Aim of the task: From the rows below, return word for word the lines that open with the one containing "Task: a point for each instance of the woman, written" and close with the one containing "pixel 699 506", both of those lines included.

** begin Input rows **

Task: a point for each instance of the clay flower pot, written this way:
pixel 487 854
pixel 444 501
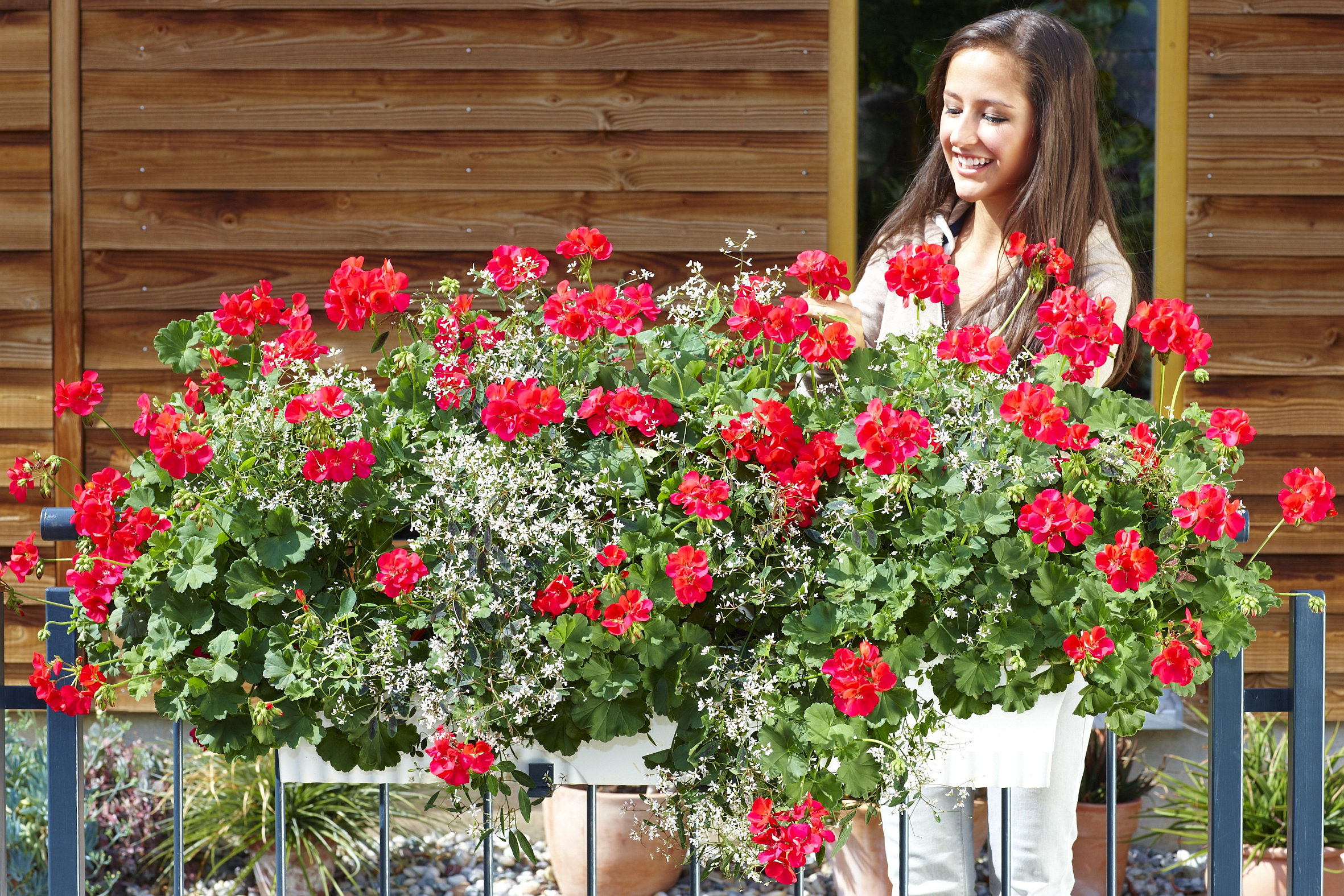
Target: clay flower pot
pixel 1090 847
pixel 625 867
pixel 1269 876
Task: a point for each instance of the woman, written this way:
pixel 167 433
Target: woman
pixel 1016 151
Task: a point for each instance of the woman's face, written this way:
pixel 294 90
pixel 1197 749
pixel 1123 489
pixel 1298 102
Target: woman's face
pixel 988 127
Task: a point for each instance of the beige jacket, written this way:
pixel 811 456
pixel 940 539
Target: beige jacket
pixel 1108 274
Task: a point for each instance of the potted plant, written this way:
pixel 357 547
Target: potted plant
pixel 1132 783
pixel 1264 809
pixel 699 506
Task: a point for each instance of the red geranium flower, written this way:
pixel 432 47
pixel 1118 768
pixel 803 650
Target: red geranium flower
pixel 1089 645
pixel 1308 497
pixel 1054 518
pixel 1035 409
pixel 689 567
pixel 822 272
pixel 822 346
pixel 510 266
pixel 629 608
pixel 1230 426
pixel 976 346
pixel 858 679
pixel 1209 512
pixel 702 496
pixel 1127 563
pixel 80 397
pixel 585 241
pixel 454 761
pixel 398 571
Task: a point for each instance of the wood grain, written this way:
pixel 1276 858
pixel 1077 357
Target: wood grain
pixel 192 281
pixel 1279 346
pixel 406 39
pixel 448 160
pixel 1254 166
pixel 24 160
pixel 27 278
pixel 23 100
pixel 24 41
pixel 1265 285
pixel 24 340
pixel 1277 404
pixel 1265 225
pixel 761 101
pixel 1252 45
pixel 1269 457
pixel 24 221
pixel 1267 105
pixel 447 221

** end Input rows **
** begin Input rows **

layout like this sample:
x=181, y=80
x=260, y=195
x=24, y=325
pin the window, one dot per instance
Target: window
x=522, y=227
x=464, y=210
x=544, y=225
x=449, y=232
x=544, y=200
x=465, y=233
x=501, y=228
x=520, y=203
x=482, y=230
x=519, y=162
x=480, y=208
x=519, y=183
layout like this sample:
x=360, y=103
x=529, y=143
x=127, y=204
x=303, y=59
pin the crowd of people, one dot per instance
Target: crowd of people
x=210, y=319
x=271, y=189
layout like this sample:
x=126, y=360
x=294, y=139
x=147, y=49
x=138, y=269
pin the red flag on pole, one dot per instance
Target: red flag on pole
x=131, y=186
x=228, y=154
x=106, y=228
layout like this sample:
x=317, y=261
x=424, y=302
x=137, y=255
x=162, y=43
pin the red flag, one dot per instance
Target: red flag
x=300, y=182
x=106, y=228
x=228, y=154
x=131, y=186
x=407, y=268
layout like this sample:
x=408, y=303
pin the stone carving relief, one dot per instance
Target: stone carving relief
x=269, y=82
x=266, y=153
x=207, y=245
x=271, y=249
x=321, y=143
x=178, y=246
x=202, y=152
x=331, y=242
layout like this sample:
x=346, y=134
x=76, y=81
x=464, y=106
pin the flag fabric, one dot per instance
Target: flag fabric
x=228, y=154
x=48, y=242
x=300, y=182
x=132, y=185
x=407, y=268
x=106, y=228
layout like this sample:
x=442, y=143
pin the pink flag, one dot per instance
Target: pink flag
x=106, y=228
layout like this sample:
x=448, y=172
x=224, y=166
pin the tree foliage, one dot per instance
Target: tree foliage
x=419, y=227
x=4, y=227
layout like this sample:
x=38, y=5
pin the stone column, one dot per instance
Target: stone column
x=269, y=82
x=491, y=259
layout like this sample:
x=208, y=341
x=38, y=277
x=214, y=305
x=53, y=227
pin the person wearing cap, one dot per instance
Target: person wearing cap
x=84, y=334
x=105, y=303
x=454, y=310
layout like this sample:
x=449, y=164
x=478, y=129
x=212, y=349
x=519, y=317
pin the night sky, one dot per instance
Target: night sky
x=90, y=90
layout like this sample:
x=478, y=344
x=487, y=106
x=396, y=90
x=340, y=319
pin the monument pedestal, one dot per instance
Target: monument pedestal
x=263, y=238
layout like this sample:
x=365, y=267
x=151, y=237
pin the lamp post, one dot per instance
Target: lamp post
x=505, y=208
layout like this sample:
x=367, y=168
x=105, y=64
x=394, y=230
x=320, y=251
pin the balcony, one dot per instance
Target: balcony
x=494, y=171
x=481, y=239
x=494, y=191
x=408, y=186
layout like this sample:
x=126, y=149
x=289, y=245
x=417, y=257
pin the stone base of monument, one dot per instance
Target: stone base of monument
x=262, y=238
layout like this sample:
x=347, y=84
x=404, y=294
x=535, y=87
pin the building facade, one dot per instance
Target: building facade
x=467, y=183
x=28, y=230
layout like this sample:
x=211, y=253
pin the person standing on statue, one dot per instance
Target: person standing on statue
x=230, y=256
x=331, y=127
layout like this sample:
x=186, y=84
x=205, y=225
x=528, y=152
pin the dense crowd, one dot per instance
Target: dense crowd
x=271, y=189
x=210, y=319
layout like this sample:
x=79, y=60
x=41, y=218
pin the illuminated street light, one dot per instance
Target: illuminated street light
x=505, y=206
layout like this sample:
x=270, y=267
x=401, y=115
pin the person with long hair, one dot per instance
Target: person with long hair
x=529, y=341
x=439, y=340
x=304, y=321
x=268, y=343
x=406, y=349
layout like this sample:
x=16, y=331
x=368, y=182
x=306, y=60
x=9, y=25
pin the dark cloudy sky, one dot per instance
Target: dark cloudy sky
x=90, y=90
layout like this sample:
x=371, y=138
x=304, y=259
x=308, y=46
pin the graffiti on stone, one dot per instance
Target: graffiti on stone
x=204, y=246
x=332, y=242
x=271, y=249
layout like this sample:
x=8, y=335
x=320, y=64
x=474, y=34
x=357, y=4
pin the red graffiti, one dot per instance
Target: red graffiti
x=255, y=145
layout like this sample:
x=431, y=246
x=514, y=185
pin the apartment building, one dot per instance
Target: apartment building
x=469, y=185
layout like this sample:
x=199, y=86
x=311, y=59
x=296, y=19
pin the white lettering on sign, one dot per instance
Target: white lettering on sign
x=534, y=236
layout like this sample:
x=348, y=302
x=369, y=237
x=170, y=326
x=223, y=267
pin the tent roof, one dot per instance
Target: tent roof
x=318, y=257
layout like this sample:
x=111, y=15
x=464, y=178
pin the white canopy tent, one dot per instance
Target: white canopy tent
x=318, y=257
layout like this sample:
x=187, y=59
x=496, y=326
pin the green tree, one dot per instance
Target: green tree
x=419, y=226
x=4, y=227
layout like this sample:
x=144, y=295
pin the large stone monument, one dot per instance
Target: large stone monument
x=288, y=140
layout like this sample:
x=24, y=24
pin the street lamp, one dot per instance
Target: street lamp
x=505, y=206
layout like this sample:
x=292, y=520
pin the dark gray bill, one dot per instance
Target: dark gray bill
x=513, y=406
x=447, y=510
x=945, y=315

** end Input rows **

Result for this exercise:
Task: a point for each instance of the woman, written this way:
pixel 167 433
Target: woman
pixel 1016 151
Task: a point for each instance of the woman's face, written this way:
pixel 294 90
pixel 1197 749
pixel 1123 489
pixel 1298 102
Target: woman's face
pixel 988 127
Task: a point for each instance of the beige jacket, written this way:
pixel 811 456
pixel 940 539
Target: beige jacket
pixel 1108 274
Task: a point for each instance of the potted plant, written this way:
pixel 357 547
Target: potted plant
pixel 1132 783
pixel 1264 809
pixel 699 506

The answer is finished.